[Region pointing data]
◆ ◆ ◆ ◆ ◆
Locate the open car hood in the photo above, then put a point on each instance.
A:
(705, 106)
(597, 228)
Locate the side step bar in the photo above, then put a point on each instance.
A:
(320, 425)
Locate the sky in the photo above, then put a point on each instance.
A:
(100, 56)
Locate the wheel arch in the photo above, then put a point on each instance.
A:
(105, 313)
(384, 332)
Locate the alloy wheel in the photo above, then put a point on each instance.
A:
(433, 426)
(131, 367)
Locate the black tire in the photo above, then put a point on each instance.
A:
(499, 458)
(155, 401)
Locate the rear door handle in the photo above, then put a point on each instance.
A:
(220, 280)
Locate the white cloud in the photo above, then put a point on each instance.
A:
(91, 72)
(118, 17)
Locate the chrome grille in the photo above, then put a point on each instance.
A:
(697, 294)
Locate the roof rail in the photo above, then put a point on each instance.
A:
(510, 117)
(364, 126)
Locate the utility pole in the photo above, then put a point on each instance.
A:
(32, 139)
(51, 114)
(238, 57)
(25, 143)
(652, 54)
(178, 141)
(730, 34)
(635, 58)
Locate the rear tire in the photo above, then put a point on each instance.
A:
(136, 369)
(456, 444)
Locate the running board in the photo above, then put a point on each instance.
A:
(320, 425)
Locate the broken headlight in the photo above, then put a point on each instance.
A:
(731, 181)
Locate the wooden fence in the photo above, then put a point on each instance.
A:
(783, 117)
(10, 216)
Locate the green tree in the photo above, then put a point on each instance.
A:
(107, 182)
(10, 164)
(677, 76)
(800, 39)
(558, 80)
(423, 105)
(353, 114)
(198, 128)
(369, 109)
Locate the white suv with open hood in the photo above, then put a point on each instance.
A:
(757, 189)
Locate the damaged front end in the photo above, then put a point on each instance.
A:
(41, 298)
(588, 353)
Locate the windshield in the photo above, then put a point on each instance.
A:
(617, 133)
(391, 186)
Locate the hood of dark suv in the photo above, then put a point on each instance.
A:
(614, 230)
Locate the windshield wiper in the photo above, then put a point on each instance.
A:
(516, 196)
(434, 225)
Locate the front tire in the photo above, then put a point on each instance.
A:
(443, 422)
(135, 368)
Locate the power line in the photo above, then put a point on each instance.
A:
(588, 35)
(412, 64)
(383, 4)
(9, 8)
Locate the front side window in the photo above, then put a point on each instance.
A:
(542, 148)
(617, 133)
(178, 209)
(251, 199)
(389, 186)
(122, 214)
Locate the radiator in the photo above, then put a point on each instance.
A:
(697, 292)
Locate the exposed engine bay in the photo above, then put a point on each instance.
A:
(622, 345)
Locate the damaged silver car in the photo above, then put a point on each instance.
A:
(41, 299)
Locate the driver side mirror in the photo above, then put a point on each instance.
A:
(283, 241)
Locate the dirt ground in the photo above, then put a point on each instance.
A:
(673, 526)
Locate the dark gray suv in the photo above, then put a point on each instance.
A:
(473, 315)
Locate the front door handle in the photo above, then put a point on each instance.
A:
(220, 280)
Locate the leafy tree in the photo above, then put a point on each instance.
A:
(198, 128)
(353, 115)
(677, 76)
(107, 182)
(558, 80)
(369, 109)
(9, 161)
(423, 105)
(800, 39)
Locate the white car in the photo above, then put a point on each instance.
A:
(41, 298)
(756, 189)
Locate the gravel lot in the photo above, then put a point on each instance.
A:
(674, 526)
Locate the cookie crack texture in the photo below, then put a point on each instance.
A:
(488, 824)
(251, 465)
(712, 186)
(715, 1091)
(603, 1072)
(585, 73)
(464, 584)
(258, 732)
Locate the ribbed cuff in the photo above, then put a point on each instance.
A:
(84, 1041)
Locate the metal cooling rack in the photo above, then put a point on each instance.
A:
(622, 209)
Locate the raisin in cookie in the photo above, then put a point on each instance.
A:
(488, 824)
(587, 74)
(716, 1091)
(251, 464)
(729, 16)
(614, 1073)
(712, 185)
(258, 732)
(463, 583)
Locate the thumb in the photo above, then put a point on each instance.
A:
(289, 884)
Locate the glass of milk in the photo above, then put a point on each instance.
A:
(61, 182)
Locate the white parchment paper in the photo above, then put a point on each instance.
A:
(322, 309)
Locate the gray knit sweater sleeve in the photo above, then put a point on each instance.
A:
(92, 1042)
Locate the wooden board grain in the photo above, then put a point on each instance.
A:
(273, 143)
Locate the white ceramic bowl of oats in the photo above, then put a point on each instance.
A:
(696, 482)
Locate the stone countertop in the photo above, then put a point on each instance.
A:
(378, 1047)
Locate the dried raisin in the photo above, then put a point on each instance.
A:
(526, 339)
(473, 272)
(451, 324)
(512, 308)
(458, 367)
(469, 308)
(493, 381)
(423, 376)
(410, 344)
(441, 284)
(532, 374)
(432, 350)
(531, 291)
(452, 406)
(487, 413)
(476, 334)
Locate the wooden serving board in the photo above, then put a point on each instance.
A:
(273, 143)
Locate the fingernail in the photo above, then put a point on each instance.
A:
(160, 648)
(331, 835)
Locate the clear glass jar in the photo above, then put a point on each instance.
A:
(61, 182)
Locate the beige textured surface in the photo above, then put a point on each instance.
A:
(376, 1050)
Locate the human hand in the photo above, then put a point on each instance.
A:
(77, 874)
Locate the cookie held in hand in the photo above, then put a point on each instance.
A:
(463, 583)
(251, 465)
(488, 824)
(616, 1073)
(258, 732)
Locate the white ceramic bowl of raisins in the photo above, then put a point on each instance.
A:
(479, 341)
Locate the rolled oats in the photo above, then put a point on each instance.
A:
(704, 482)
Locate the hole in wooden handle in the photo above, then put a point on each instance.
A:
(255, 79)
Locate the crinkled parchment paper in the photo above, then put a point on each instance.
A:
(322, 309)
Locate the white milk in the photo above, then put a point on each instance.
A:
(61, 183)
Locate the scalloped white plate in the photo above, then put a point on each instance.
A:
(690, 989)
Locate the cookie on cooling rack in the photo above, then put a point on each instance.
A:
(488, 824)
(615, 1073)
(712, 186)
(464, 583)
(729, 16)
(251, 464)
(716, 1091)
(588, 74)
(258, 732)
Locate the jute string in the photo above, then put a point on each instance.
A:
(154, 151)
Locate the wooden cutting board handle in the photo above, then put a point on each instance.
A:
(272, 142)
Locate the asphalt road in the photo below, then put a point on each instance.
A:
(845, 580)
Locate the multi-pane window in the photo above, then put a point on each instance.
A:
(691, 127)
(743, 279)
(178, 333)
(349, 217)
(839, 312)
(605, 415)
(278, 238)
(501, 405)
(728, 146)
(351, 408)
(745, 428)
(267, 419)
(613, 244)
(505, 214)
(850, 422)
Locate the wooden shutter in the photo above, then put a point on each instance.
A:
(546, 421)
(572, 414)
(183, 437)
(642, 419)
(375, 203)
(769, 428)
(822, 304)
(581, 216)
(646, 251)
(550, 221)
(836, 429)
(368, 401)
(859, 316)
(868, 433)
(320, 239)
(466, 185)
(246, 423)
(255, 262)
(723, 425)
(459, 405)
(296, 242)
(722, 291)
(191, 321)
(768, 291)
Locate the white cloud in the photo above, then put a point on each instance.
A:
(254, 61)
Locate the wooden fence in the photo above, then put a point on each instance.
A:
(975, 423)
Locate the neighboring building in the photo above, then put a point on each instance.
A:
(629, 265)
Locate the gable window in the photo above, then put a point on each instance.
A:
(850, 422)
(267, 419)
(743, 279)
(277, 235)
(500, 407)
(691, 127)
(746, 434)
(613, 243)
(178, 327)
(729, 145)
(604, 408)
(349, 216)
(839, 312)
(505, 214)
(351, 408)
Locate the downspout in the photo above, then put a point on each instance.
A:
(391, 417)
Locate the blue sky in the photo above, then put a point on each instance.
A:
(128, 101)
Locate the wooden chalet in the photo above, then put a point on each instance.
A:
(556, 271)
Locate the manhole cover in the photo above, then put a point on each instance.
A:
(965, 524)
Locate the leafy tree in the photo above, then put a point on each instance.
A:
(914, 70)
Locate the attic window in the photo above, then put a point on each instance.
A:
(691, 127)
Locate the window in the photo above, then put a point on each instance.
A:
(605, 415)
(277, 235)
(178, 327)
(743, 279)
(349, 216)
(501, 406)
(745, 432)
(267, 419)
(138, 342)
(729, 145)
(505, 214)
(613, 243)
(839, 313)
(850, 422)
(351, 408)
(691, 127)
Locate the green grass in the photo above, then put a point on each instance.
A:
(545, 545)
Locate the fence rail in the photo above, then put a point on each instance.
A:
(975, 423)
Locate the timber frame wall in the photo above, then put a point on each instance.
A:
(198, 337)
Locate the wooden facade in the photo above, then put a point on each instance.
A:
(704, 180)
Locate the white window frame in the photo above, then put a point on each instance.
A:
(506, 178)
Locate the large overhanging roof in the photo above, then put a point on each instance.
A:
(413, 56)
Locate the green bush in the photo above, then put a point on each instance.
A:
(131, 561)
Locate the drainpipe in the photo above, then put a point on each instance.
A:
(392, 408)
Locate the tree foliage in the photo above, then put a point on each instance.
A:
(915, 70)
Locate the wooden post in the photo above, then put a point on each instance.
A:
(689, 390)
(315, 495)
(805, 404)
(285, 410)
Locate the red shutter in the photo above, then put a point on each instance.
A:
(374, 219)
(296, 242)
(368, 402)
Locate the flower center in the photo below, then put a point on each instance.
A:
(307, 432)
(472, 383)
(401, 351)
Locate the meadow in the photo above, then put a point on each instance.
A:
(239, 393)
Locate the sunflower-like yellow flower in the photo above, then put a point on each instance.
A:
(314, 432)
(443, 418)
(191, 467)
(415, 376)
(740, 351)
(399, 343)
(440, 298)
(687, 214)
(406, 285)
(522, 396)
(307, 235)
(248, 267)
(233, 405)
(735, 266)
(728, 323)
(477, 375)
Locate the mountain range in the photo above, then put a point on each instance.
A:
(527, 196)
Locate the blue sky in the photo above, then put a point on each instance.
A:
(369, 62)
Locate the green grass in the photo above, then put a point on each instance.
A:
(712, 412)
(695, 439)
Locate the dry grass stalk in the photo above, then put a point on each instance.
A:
◆ ◆ ◆ ◆ ◆
- [Task item]
In the records above, find each line with the string "windshield" and list it.

- [Answer section]
Locate the windshield in the photo above, then put a point on each instance.
Locate the windshield wiper in the photo above, then put a point on each instance.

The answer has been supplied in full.